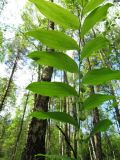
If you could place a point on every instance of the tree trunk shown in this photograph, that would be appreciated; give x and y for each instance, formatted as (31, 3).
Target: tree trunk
(97, 137)
(20, 131)
(37, 129)
(9, 82)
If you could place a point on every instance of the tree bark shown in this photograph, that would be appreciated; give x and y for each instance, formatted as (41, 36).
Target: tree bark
(37, 129)
(20, 131)
(9, 82)
(97, 137)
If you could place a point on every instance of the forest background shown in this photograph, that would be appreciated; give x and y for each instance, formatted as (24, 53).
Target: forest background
(86, 120)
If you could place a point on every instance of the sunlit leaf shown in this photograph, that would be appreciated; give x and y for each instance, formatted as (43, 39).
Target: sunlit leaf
(92, 4)
(52, 89)
(57, 14)
(55, 59)
(54, 39)
(94, 17)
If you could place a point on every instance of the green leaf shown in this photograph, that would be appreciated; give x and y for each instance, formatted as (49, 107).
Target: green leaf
(101, 126)
(52, 89)
(55, 59)
(83, 3)
(92, 4)
(54, 39)
(1, 38)
(96, 100)
(101, 76)
(93, 46)
(57, 14)
(94, 17)
(57, 116)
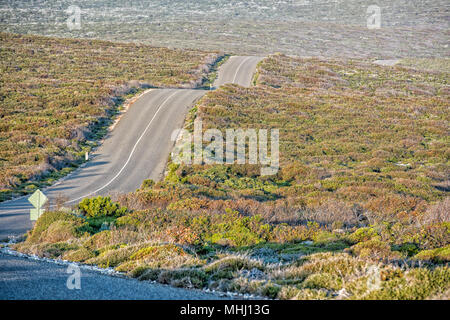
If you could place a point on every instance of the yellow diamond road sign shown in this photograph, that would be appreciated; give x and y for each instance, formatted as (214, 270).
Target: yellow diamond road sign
(37, 199)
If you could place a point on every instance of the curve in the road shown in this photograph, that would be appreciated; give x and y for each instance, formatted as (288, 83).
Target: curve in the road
(136, 149)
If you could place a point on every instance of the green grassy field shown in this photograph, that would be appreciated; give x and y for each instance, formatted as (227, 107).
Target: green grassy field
(57, 97)
(358, 210)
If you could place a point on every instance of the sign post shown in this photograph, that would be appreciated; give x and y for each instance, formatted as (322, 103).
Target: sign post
(37, 199)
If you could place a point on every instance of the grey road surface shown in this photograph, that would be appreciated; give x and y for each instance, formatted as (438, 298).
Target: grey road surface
(25, 279)
(136, 149)
(239, 70)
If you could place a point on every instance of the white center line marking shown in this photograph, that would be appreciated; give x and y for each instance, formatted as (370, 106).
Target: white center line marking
(131, 154)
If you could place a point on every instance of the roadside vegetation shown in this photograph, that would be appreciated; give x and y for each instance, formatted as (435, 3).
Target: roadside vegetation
(359, 209)
(58, 96)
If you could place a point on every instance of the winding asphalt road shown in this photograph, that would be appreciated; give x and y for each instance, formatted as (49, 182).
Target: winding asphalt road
(136, 149)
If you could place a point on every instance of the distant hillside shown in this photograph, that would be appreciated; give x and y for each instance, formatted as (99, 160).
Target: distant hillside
(338, 28)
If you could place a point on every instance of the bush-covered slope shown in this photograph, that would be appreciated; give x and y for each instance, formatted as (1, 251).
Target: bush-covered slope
(56, 93)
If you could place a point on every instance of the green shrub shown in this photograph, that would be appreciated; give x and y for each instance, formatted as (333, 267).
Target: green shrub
(101, 207)
(48, 218)
(439, 255)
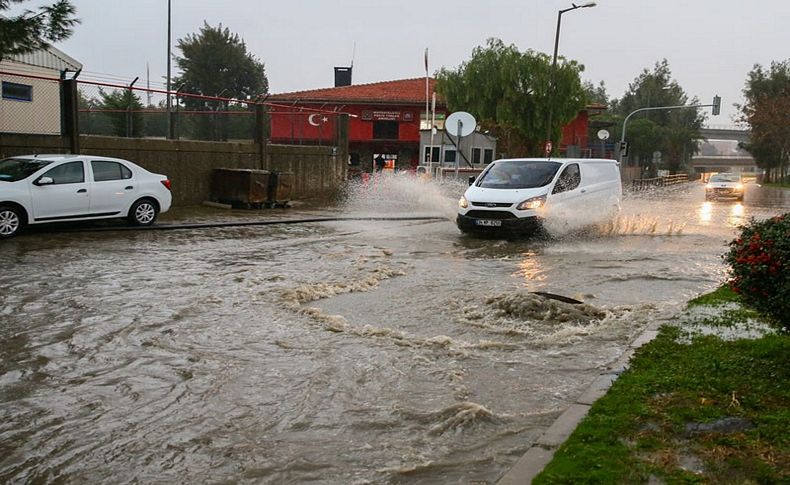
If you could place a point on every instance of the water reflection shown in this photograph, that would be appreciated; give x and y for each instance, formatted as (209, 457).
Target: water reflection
(706, 212)
(530, 268)
(736, 216)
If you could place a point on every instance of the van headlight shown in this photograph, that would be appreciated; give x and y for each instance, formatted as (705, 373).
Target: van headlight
(532, 204)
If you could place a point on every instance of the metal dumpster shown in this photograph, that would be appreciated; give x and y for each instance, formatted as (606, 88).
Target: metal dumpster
(240, 187)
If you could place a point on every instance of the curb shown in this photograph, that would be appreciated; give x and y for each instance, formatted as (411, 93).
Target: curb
(542, 451)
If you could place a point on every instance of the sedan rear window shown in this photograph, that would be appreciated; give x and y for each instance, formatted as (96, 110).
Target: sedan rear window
(103, 171)
(518, 174)
(13, 169)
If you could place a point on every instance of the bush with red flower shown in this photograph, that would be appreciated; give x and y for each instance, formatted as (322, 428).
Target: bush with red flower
(759, 262)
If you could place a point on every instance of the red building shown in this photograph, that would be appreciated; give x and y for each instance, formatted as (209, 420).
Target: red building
(385, 120)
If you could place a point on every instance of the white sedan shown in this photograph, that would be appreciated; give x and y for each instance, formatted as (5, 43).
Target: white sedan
(36, 189)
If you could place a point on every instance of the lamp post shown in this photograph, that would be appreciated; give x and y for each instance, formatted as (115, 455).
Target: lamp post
(169, 121)
(554, 63)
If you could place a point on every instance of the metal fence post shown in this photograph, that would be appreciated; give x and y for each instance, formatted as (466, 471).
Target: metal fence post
(262, 132)
(342, 142)
(71, 115)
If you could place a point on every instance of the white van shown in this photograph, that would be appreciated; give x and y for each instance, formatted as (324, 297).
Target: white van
(520, 195)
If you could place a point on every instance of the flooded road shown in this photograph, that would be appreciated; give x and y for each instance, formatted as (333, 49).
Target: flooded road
(339, 352)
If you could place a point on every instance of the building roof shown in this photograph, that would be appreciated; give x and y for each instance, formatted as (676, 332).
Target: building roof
(402, 91)
(50, 58)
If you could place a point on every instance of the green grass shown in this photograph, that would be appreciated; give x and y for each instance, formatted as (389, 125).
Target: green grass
(720, 296)
(639, 428)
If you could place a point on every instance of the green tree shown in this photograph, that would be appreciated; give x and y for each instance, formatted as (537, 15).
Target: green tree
(508, 92)
(215, 62)
(122, 107)
(32, 30)
(767, 111)
(596, 94)
(674, 133)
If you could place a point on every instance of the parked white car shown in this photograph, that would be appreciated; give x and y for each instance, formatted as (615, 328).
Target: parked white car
(724, 185)
(520, 195)
(37, 189)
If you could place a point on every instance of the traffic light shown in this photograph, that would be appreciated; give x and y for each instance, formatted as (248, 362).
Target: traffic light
(624, 148)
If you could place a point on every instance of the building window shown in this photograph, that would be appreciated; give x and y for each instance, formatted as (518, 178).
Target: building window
(438, 121)
(488, 155)
(435, 152)
(17, 92)
(449, 155)
(476, 155)
(385, 130)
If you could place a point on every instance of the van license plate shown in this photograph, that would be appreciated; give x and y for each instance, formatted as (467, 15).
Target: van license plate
(488, 222)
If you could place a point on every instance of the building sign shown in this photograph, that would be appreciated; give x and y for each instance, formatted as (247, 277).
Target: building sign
(381, 115)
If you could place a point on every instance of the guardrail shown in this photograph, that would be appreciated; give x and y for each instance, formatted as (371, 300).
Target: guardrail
(667, 180)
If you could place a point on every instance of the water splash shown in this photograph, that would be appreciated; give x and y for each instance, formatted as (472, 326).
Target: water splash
(402, 192)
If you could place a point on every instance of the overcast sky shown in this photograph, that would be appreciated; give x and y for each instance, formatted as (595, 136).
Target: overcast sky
(710, 45)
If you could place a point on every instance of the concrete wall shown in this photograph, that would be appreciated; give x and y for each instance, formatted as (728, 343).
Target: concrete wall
(318, 171)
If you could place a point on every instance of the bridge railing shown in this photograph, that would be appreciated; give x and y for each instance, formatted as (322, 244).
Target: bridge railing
(667, 180)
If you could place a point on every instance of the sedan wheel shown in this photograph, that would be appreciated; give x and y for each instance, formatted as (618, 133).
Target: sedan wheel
(143, 213)
(10, 222)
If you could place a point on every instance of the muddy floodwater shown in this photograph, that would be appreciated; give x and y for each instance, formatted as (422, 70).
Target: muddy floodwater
(332, 352)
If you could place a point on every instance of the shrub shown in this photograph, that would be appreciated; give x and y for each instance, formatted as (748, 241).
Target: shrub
(759, 262)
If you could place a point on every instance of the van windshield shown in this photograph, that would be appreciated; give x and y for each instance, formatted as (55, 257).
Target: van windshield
(726, 177)
(518, 174)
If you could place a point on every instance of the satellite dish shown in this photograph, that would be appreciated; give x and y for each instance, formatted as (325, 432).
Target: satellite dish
(465, 128)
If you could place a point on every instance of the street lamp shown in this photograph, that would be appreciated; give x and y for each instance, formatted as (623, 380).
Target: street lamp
(169, 121)
(554, 62)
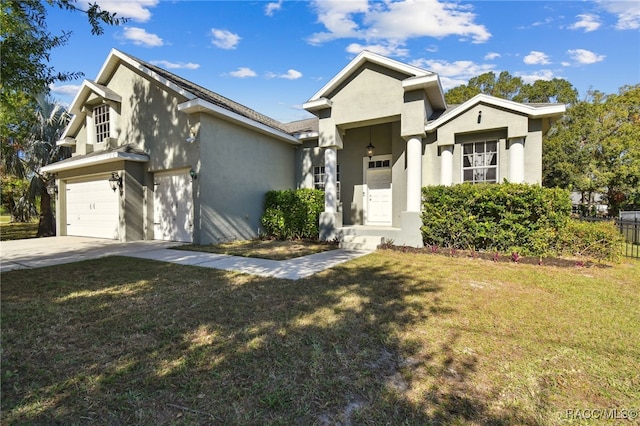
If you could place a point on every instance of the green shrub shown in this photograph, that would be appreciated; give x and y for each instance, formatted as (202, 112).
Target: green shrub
(293, 214)
(508, 217)
(599, 240)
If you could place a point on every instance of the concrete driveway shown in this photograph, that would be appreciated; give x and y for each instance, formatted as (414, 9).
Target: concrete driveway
(37, 252)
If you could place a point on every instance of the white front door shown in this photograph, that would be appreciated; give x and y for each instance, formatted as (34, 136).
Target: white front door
(93, 209)
(378, 194)
(173, 207)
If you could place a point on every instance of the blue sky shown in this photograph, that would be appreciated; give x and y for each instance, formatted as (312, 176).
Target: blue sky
(272, 56)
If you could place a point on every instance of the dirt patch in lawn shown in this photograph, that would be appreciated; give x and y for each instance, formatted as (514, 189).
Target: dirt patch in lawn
(264, 249)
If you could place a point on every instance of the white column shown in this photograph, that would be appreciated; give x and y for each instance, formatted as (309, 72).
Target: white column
(414, 173)
(446, 165)
(330, 179)
(516, 160)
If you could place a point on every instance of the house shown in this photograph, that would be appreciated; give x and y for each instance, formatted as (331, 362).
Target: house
(158, 157)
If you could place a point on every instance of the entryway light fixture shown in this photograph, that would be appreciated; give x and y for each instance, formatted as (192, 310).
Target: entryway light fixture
(370, 149)
(52, 188)
(115, 181)
(192, 135)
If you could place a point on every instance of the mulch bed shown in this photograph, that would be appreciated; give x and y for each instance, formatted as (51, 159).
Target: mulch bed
(499, 257)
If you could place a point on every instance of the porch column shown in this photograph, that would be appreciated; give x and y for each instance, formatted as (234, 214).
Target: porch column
(330, 180)
(516, 160)
(446, 165)
(330, 219)
(414, 173)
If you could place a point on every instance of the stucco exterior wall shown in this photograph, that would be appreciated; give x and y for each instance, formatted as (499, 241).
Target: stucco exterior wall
(373, 93)
(495, 124)
(238, 166)
(150, 118)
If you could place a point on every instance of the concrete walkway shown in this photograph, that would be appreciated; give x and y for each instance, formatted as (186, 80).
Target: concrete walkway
(38, 252)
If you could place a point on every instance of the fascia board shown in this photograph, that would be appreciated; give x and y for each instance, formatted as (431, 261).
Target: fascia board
(116, 56)
(366, 56)
(530, 111)
(109, 157)
(308, 136)
(200, 105)
(318, 104)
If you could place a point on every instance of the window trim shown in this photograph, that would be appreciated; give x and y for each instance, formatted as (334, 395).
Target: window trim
(496, 167)
(102, 128)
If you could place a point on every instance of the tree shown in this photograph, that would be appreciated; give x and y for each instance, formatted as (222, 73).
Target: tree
(52, 118)
(557, 90)
(596, 148)
(26, 45)
(506, 86)
(28, 123)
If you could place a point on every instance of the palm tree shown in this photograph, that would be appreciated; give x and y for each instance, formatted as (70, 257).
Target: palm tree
(41, 149)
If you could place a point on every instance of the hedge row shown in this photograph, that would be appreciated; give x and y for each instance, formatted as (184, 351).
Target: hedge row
(522, 218)
(293, 214)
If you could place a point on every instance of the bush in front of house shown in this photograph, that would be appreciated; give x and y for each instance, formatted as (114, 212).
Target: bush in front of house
(600, 240)
(514, 218)
(293, 214)
(509, 217)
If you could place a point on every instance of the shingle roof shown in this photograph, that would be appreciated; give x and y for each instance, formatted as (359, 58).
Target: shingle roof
(214, 97)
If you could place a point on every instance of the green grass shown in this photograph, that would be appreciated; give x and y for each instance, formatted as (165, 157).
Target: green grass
(390, 338)
(16, 231)
(264, 249)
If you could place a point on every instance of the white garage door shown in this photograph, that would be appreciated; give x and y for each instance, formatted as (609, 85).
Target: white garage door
(173, 207)
(92, 209)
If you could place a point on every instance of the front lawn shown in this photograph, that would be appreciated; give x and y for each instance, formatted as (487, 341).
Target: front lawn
(389, 338)
(17, 231)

======

Task objective | Copy the records above exactly, from the first line through the line containing "as (322, 103).", and leave out the pictures.

Completed task |
If you could place a point on every instance of the tree trunk shown in this photograph, that would be appreciated; give x and y for each instance, formatted as (31, 3).
Target: tree trunk
(97, 137)
(20, 131)
(37, 129)
(9, 82)
If you could place a point on every instance of the tree bark shown in this photograph, that would be appreciated; give x and y for each instance, formatted as (41, 36).
Target: tree bark
(37, 129)
(20, 131)
(9, 82)
(97, 137)
If you could place a point on every instance of the forest background shown in this photograph, that would be appreciated; give x and y for each instance, formatted as (24, 53).
Target: forest background
(86, 120)
If you could place a point on every instance of the sunlit leaf shown in this photograph, that would be appreciated; give x and y for each instance, formatted as (43, 39).
Target: sunlit leaf
(92, 4)
(52, 89)
(57, 14)
(55, 59)
(54, 39)
(94, 17)
If you could place a point on every instance of the green leaf shown in this photograph, that would be appreciated; give x and y for each instance, formatted as (49, 107).
Target: green leaf
(101, 126)
(52, 89)
(55, 59)
(83, 3)
(92, 4)
(54, 39)
(1, 38)
(96, 100)
(101, 76)
(93, 46)
(57, 14)
(94, 17)
(57, 116)
If you could place a point on every instance of the yellow diamond road sign shown in this photograph, that would be appreciated; give x and y for each instance, formatted as (214, 270).
Target: yellow diamond road sign
(37, 199)
If you could place a point on every instance of the curve in the road shown in this photograph, that would be appreciated; give x and y for each instance, formatted as (288, 83).
Target: curve in the road
(136, 149)
If you could place a point on every instance of the green grassy field shown in this photograph, that would be appreciated; give x and y for each instance, formatted as (227, 107).
Target: green grassy field
(57, 97)
(358, 210)
If you could place a point on every instance of the sign post shown in this photograph, that would be appreciated; give x and y for each instance, formatted as (322, 103).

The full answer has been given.